**Information shown:**
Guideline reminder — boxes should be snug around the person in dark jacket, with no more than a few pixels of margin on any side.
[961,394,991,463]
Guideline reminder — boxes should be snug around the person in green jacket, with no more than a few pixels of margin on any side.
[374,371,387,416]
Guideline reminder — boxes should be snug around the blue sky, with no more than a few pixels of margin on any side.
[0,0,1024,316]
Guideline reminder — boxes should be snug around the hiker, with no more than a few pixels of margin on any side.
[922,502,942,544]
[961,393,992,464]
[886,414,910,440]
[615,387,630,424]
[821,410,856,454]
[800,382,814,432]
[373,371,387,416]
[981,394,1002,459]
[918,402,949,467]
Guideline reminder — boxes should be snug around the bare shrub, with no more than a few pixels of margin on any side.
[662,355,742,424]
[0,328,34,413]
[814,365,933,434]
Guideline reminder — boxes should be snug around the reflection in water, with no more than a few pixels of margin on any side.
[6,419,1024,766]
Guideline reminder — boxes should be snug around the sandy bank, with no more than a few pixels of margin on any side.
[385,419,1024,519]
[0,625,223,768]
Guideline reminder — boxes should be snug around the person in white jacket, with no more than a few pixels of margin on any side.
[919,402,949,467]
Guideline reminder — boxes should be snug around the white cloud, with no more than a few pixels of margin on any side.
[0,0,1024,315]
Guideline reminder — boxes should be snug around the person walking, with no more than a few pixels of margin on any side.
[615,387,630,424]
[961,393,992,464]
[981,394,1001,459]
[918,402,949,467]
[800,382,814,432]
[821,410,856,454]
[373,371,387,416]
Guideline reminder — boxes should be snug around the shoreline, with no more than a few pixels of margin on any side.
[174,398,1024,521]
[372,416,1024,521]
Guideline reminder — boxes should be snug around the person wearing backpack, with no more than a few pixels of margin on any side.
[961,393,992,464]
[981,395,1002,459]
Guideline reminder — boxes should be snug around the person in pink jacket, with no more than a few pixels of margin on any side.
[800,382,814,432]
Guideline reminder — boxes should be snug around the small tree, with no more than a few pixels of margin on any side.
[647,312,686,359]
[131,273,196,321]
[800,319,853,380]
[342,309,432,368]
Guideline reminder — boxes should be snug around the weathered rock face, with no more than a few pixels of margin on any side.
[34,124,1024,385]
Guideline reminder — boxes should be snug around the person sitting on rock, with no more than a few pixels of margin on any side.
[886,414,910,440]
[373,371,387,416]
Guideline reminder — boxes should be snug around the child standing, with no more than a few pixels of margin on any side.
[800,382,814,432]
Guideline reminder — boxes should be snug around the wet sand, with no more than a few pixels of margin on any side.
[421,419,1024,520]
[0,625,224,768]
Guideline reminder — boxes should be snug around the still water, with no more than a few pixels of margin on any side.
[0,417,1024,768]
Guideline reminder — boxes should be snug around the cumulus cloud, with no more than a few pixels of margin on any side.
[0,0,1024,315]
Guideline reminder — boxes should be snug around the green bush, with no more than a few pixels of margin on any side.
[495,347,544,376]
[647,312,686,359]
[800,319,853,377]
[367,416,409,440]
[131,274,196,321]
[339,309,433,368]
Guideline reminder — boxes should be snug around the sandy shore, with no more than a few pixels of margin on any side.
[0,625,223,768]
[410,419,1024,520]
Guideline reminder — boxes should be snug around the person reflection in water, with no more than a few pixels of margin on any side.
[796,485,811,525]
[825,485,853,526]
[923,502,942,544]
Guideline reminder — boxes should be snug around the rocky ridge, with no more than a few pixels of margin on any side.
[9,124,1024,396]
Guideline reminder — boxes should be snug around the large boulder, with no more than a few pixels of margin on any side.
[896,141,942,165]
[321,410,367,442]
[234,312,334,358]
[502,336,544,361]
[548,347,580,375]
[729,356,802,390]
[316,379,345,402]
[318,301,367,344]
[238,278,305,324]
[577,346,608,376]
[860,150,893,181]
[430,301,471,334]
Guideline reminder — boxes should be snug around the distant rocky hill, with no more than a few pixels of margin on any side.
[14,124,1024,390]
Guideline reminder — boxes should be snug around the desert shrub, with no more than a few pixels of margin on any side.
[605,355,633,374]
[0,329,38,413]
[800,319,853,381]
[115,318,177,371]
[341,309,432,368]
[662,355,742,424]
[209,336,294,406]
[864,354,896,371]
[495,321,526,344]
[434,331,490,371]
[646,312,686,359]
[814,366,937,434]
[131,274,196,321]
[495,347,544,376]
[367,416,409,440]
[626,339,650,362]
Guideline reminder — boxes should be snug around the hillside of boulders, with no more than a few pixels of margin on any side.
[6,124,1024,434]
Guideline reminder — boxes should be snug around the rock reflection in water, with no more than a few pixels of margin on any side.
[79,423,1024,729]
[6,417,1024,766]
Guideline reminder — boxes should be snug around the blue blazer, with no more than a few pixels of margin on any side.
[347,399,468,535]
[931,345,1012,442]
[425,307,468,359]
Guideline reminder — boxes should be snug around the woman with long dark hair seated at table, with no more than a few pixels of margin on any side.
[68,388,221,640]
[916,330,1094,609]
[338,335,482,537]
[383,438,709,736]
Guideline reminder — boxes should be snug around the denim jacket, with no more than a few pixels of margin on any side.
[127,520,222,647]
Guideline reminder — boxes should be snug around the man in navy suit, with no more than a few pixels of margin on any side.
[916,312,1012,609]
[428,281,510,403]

**What needs to be done:** Starting with the line that contains "the rock reflection" and continuing through the final line of the entries, recast those lines as a JSON list of strings, one string per line, with blank lines omitted.

**Correct answer:**
[
  "Guideline reminder — boxes should be snug around the rock reflection in water, with no more than a few pixels of margin on any side.",
  "[79,423,1024,729]",
  "[6,417,1024,766]",
  "Guideline reminder — boxes should be snug around the blue blazer, with no more than a few pixels of margin on any side.",
  "[347,399,468,535]",
  "[931,345,1012,442]",
  "[425,307,468,359]",
  "Guideline reminder — boxes should be snug around the woman with long dark hair seated at table, with no more than a few pixels of margin on any side.",
  "[68,388,221,640]",
  "[916,330,1094,609]",
  "[338,335,482,537]",
  "[383,438,709,736]",
  "Guideline reminder — boxes should be snug around the denim jacket, with no more than a few pixels of margin on any side.",
  "[127,520,222,647]",
  "Guideline reminder — boxes should be snug around the man in navy suit, with no more than a few pixels of margin on any side.",
  "[916,312,1012,609]",
  "[428,281,510,403]"
]